## 問題 1
行のうち、「harvested wheat field.」を含む行から始まり最後の行で終わる部分を、「wheat」を「barley」に差し替え、ほかは変えずに書き直しなさい。
##########
新型アフリカツインはスタンダード、アドベンチャースポーツという2モデルをラインアップ、それぞれのキャラクターをハッキリ異なるものとしている。同じアフリカツインでも、魅力はそれぞれ。その理由を開発者に語っていただこう。

アフリカツインの魅力をより広げる2つのキャラクター

画像: 本田技研工業株式会社 森田健二氏 二輪事業本部 ものづくりセンター 商品開発部 商品開発1課 技師

本田技研工業株式会社 森田健二氏

二輪事業本部 ものづくりセンター
商品開発部 商品開発1課 技師

「2016年に登場した先代のアフリカツインは1モデルのみで、いかに幅広いユーザーの方に楽しんでいただくか、というのがテーマでした。2018年に追加されたアドベンチャースポーツは、ビッグタンクとストロークの長いサスペンションを搭載して『より遠く、よりタフに』というテーマでしたが、この2モデルを比べたとき、結構キャラクターが似ていると思ったのです。ちょっと違いが分かりにくいかな、という反省もありました」
##########
## 問題 2
抜粋文で開発者は、先代の2モデルを比べたときにどのような反省があったと述べているか、説明しなさい。
##########
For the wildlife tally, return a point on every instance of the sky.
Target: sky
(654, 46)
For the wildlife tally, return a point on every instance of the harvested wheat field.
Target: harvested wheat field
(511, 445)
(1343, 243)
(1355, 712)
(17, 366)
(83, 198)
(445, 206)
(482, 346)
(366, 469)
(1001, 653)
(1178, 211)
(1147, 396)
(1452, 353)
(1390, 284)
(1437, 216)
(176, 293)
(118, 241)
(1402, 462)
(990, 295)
##########
## 最終結果 1
For the wildlife tally, return a point on every instance of the harvested barley field.
Target: harvested barley field
(511, 445)
(1343, 243)
(1355, 712)
(17, 366)
(83, 198)
(445, 206)
(482, 346)
(366, 469)
(1001, 653)
(1178, 211)
(1147, 396)
(1452, 353)
(1390, 284)
(1437, 216)
(176, 293)
(118, 241)
(1402, 462)
(990, 295)

## 最終結果 2
先代のアフリカツインとアドベンチャースポーツは、比べてみると結構キャラクターが似ていました。そのため、違いがちょっと分かりにくいのではないかという反省がありました。